(Point annotation dataset records)
>> start
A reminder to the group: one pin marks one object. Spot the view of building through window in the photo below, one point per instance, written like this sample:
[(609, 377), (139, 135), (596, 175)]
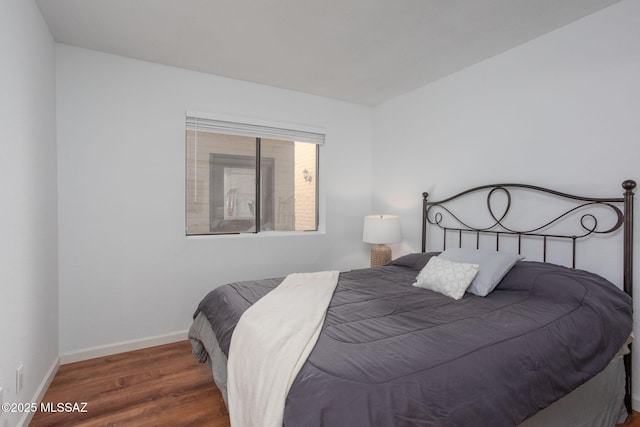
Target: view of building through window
[(221, 184)]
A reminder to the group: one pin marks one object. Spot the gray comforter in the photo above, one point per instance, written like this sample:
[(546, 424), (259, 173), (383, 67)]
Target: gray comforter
[(394, 355)]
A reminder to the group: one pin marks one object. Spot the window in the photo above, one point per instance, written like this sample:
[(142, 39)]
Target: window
[(229, 164)]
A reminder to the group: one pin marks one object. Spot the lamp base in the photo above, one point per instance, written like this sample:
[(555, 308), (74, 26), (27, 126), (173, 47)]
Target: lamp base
[(380, 255)]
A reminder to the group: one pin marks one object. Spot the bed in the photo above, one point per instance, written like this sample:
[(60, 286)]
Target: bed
[(549, 345)]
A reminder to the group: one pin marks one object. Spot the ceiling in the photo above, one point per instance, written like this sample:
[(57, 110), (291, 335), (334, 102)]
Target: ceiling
[(361, 51)]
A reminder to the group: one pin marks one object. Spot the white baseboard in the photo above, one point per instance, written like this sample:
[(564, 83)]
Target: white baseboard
[(40, 391), (121, 347)]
>> end
§ **PROMPT**
Find the line containing "Spot the bed" in the material above. Print it and every line after it through the end, exactly and only those.

§ **EXPECTED ANSWER**
A reminder to the group: one pin marks one object. Spot the bed in the photo above, one point per instance, written like this sample:
[(60, 286)]
Target: bed
[(549, 345)]
A reminder to the group: one pin marks one object. Spot the ceiling in the photo above, one point per instance, written like this sample:
[(57, 110), (291, 335), (334, 102)]
Target: ceiling
[(361, 51)]
A reminder to the group: one pin marks one object. Spot the white baseboard in the photo above, one point per instance, written like this sample:
[(564, 83)]
Target: white baseboard
[(40, 391), (121, 347)]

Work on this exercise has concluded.